> **THE EXERCISE**
Pull out every line of the records that contains the string "woman" and copy those lines. Treat the match as case-sensitive.

> **GIVEN INFORMATION**
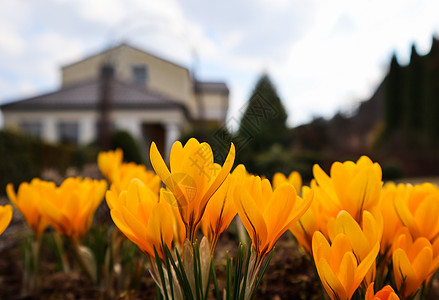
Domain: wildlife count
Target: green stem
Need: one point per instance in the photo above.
(82, 262)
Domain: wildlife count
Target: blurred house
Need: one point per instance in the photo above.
(150, 97)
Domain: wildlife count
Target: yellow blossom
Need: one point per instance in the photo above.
(340, 271)
(120, 174)
(353, 187)
(294, 178)
(221, 209)
(418, 208)
(70, 207)
(391, 221)
(363, 238)
(143, 217)
(412, 261)
(27, 201)
(309, 223)
(267, 214)
(386, 293)
(193, 178)
(126, 172)
(5, 217)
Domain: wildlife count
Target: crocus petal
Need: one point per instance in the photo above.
(5, 217)
(403, 271)
(330, 281)
(251, 218)
(219, 179)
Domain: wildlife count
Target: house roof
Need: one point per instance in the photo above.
(213, 87)
(87, 96)
(120, 46)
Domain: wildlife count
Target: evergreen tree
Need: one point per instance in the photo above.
(413, 98)
(393, 107)
(264, 120)
(431, 87)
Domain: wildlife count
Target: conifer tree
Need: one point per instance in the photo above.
(393, 107)
(264, 120)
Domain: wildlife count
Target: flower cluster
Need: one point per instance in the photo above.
(367, 240)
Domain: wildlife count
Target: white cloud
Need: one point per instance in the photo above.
(322, 55)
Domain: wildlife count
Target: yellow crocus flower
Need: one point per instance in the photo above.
(70, 207)
(353, 187)
(418, 208)
(120, 174)
(267, 214)
(143, 217)
(193, 178)
(294, 178)
(363, 238)
(109, 161)
(386, 293)
(221, 209)
(340, 271)
(413, 261)
(27, 201)
(391, 221)
(5, 217)
(126, 172)
(309, 223)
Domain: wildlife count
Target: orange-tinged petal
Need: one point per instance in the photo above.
(366, 264)
(386, 293)
(406, 217)
(278, 179)
(346, 273)
(320, 246)
(159, 231)
(426, 216)
(340, 245)
(346, 224)
(176, 157)
(330, 281)
(219, 179)
(422, 263)
(296, 180)
(403, 272)
(5, 217)
(252, 218)
(162, 171)
(279, 209)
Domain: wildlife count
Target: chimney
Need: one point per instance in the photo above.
(105, 105)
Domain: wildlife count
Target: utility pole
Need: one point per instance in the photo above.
(105, 105)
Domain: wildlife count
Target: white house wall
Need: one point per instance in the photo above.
(129, 120)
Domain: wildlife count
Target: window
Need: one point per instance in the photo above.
(68, 132)
(140, 74)
(34, 129)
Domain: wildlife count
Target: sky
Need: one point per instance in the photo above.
(323, 56)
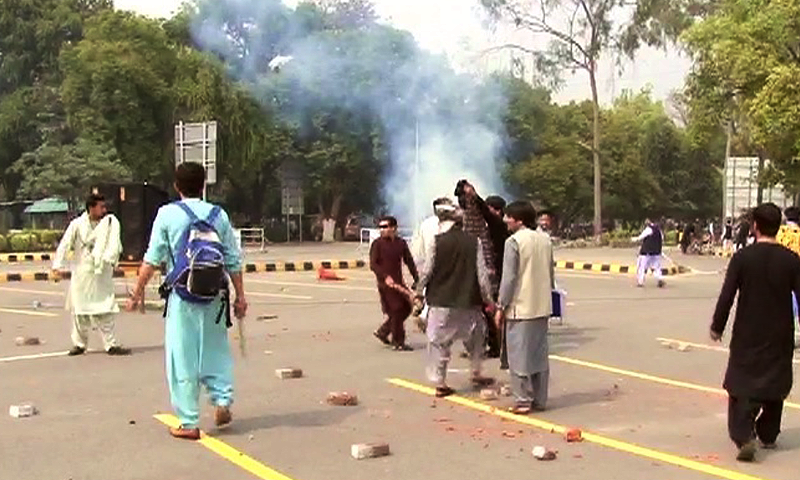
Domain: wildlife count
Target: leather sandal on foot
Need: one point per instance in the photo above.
(222, 417)
(185, 433)
(384, 340)
(479, 381)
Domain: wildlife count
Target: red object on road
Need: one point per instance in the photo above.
(328, 275)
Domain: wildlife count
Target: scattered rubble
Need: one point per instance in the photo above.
(543, 454)
(342, 399)
(22, 411)
(489, 394)
(286, 373)
(27, 341)
(574, 435)
(362, 451)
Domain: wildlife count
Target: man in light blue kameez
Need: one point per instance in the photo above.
(196, 341)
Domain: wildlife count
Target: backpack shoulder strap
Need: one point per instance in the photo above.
(213, 215)
(188, 211)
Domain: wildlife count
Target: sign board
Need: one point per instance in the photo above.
(292, 200)
(197, 142)
(741, 187)
(292, 193)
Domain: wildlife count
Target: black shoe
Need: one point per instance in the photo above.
(118, 351)
(747, 452)
(76, 351)
(384, 340)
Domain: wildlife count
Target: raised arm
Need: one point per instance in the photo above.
(66, 245)
(483, 276)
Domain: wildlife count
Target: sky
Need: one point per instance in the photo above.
(456, 28)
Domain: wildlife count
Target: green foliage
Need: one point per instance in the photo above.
(90, 95)
(23, 242)
(69, 171)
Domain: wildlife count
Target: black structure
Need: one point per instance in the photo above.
(136, 205)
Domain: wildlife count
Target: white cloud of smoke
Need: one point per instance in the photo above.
(439, 126)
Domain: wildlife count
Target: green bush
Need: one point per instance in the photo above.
(49, 239)
(21, 242)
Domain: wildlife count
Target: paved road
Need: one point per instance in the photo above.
(353, 251)
(610, 376)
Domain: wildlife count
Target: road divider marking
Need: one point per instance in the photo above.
(32, 313)
(702, 346)
(311, 285)
(279, 295)
(601, 440)
(229, 453)
(33, 292)
(650, 378)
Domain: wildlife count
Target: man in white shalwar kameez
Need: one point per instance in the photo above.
(94, 240)
(420, 244)
(456, 286)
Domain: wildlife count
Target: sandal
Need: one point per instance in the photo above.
(521, 409)
(442, 392)
(479, 381)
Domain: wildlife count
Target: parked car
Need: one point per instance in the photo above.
(355, 222)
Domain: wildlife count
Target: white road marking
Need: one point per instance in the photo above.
(31, 313)
(279, 295)
(37, 356)
(312, 285)
(36, 292)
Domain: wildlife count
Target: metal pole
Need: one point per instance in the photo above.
(725, 179)
(205, 158)
(416, 168)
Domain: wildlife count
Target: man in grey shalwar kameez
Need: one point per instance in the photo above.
(456, 283)
(525, 302)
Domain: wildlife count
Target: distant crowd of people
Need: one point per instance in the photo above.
(483, 275)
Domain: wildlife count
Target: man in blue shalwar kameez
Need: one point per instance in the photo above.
(196, 343)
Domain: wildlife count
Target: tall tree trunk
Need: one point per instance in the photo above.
(598, 216)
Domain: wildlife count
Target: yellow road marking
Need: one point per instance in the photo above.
(31, 313)
(651, 378)
(229, 453)
(703, 346)
(312, 285)
(589, 437)
(279, 295)
(37, 292)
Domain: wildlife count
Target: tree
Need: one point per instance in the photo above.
(69, 171)
(33, 34)
(116, 90)
(745, 72)
(580, 31)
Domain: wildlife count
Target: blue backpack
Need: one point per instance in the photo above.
(198, 272)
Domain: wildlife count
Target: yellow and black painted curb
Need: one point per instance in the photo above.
(612, 268)
(25, 257)
(269, 267)
(303, 266)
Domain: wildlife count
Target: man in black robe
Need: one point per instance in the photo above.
(759, 375)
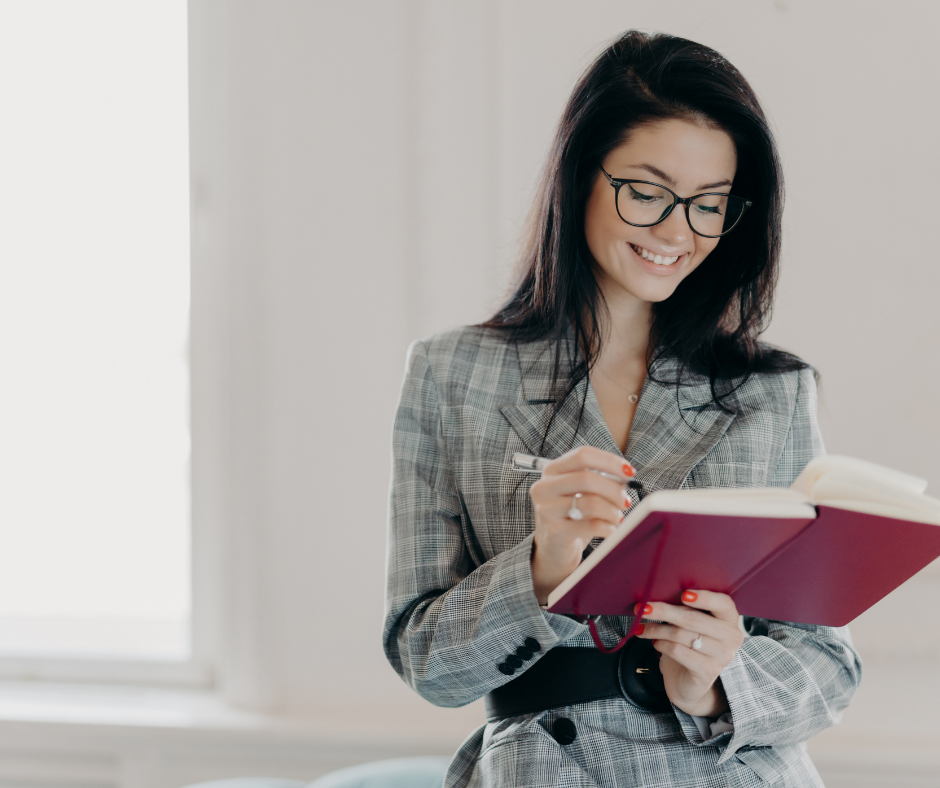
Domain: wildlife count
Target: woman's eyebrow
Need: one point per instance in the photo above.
(671, 181)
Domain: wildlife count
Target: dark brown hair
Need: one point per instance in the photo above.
(712, 321)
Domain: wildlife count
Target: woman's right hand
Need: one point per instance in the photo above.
(559, 540)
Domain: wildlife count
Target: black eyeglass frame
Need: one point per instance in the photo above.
(617, 183)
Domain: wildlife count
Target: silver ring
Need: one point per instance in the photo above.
(574, 513)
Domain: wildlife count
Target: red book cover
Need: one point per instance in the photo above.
(826, 570)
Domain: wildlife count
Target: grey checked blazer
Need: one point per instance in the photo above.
(459, 584)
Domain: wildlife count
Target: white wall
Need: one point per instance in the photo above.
(360, 173)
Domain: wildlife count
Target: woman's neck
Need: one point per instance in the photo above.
(626, 331)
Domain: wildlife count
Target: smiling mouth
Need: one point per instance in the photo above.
(658, 259)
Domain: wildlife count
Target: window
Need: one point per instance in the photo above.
(94, 299)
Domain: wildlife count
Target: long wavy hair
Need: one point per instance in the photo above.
(711, 323)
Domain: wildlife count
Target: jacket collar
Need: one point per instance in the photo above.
(673, 428)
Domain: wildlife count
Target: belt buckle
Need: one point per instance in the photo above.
(641, 681)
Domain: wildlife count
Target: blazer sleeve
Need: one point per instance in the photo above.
(787, 685)
(450, 624)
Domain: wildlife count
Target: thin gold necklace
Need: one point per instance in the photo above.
(632, 398)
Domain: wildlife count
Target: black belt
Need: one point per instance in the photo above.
(566, 676)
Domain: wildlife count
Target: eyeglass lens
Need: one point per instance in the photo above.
(710, 214)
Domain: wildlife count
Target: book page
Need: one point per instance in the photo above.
(771, 502)
(862, 496)
(877, 476)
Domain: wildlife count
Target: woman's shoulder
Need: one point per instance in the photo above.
(464, 348)
(776, 388)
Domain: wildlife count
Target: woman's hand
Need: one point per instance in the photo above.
(690, 675)
(559, 540)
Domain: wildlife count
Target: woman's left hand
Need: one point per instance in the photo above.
(691, 675)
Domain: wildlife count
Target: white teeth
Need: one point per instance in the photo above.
(654, 258)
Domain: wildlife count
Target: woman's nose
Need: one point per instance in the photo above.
(674, 229)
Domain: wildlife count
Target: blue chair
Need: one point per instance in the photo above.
(425, 772)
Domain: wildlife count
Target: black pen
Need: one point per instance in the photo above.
(529, 463)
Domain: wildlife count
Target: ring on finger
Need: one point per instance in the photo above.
(574, 513)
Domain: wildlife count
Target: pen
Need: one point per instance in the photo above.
(529, 463)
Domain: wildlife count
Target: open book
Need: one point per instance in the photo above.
(843, 536)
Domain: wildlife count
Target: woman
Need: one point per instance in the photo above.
(630, 346)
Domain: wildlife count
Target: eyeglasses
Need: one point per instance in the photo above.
(644, 204)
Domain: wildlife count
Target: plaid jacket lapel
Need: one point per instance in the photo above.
(673, 429)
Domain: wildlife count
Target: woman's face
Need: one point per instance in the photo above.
(689, 159)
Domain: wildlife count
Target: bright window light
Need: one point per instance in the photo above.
(94, 301)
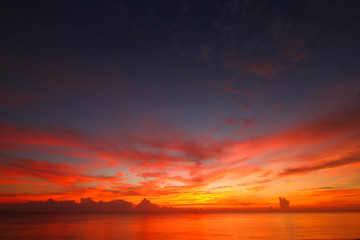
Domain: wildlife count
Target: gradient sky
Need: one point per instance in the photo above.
(187, 103)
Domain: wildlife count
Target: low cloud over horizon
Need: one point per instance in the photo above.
(210, 105)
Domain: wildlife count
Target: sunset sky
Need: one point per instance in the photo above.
(212, 104)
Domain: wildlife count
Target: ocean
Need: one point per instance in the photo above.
(175, 226)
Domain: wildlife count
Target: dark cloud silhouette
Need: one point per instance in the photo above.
(284, 204)
(330, 164)
(146, 206)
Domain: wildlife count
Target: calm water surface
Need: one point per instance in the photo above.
(181, 226)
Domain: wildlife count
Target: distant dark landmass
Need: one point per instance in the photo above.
(122, 206)
(88, 205)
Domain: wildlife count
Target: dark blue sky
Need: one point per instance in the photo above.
(134, 76)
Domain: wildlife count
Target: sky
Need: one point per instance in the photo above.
(211, 104)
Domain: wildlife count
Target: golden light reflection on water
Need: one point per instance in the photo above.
(181, 226)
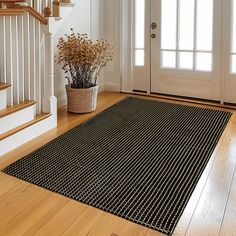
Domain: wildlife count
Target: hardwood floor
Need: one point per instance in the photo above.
(26, 209)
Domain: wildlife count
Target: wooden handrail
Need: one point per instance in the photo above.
(18, 10)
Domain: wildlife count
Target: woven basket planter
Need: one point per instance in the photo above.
(81, 100)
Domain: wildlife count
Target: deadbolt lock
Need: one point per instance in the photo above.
(153, 36)
(154, 25)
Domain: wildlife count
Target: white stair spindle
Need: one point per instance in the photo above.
(21, 58)
(38, 65)
(3, 76)
(32, 59)
(15, 62)
(9, 66)
(49, 71)
(27, 57)
(42, 49)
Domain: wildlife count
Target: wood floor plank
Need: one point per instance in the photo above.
(187, 215)
(85, 222)
(209, 213)
(229, 222)
(34, 215)
(20, 201)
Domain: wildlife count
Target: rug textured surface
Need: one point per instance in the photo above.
(139, 159)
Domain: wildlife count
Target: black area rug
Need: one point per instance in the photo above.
(139, 159)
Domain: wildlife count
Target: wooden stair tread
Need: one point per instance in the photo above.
(37, 119)
(4, 86)
(9, 110)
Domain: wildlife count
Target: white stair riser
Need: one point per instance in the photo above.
(64, 11)
(16, 119)
(3, 99)
(16, 140)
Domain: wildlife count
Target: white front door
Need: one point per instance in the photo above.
(186, 47)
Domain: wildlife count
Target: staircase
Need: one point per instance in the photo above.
(28, 107)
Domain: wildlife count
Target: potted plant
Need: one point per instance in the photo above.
(82, 60)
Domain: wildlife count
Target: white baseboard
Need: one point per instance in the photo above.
(26, 135)
(16, 119)
(112, 87)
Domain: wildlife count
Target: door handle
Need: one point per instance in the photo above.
(153, 25)
(153, 36)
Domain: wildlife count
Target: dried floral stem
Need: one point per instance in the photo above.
(82, 59)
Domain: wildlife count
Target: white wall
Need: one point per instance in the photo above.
(84, 18)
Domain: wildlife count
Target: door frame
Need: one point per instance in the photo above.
(127, 57)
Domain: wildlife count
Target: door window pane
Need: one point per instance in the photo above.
(204, 61)
(168, 24)
(204, 24)
(139, 58)
(186, 24)
(233, 64)
(168, 59)
(186, 60)
(139, 23)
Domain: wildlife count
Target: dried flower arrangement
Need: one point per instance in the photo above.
(82, 59)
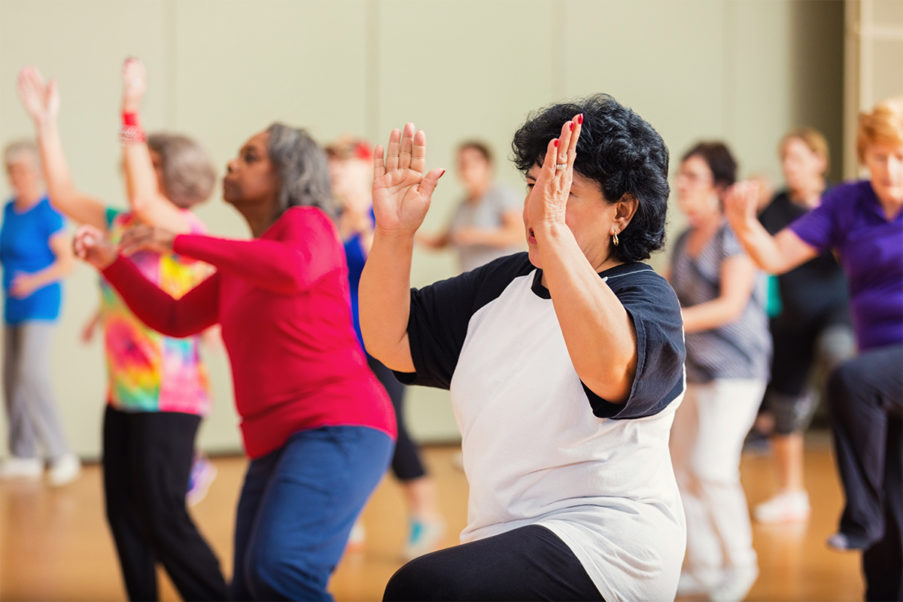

> **PROBLEM SOLUTION**
Target: woman's eyebrow
Target: woman's right hand
Target: woman's neck
Target: woman's shoulder
Target: woman's hand
Target: woman's left hand
Target: woman's nose
Target: woman
Target: woman's face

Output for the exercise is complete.